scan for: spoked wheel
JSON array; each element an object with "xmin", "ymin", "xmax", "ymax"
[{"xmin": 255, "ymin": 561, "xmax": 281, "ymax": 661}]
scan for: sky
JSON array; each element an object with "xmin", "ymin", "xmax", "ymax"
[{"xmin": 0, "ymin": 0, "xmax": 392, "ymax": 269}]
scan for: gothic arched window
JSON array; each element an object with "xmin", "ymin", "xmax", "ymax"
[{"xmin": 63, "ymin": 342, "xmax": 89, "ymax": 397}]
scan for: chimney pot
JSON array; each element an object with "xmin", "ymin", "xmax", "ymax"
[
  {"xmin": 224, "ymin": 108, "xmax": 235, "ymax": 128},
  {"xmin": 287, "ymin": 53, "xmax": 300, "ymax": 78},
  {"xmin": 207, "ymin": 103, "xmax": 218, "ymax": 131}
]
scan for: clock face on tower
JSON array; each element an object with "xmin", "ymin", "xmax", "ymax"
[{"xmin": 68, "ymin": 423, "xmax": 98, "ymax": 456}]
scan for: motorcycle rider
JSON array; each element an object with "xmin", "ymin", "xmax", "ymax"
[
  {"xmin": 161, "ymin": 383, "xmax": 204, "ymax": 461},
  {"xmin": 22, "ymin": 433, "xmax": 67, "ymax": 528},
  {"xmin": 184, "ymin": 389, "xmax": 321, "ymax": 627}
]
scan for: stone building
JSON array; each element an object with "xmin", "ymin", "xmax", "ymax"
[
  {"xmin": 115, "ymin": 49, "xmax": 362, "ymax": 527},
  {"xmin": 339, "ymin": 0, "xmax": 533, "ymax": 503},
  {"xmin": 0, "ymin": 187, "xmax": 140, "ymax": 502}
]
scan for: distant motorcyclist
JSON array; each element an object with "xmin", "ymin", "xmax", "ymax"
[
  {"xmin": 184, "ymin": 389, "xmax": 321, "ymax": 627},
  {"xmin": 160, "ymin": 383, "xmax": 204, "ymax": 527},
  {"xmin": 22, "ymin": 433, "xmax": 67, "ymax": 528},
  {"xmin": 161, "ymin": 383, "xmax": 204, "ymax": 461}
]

What is expected: Please reproduce the listing above, replacing "scan for" with "look for" throughout and leaving everything else untouched.

Correct output:
look for: spoked wheel
JSON array; each element an object with "xmin", "ymin", "xmax", "ymax"
[{"xmin": 255, "ymin": 561, "xmax": 281, "ymax": 661}]
look for: sky
JSON array; each element an object with "xmin", "ymin", "xmax", "ymax"
[{"xmin": 0, "ymin": 0, "xmax": 392, "ymax": 269}]
look for: gothic arched window
JSON array; each element an object with "xmin", "ymin", "xmax", "ymax"
[{"xmin": 63, "ymin": 342, "xmax": 89, "ymax": 397}]
look for: chimney pot
JSON array; each element an object with "xmin", "ymin", "xmax", "ymax"
[
  {"xmin": 224, "ymin": 108, "xmax": 235, "ymax": 128},
  {"xmin": 287, "ymin": 53, "xmax": 300, "ymax": 78},
  {"xmin": 207, "ymin": 103, "xmax": 218, "ymax": 131}
]
look for: clock face on tower
JSON array; each element an object with "xmin", "ymin", "xmax", "ymax"
[{"xmin": 68, "ymin": 423, "xmax": 98, "ymax": 456}]
look for: motorcycle rider
JSON array; each element an object with "xmin", "ymin", "xmax", "ymax"
[
  {"xmin": 161, "ymin": 383, "xmax": 204, "ymax": 461},
  {"xmin": 22, "ymin": 433, "xmax": 67, "ymax": 528},
  {"xmin": 184, "ymin": 389, "xmax": 321, "ymax": 627}
]
look for: stone building
JSON array; each element an object with "xmin", "ymin", "xmax", "ymax"
[
  {"xmin": 115, "ymin": 49, "xmax": 362, "ymax": 527},
  {"xmin": 339, "ymin": 0, "xmax": 533, "ymax": 503},
  {"xmin": 0, "ymin": 187, "xmax": 140, "ymax": 502}
]
look for: distant motorcyclist
JSON array; each element an object with "xmin", "ymin", "xmax", "ymax"
[
  {"xmin": 184, "ymin": 389, "xmax": 321, "ymax": 627},
  {"xmin": 160, "ymin": 383, "xmax": 204, "ymax": 527},
  {"xmin": 22, "ymin": 433, "xmax": 67, "ymax": 528},
  {"xmin": 161, "ymin": 383, "xmax": 204, "ymax": 461}
]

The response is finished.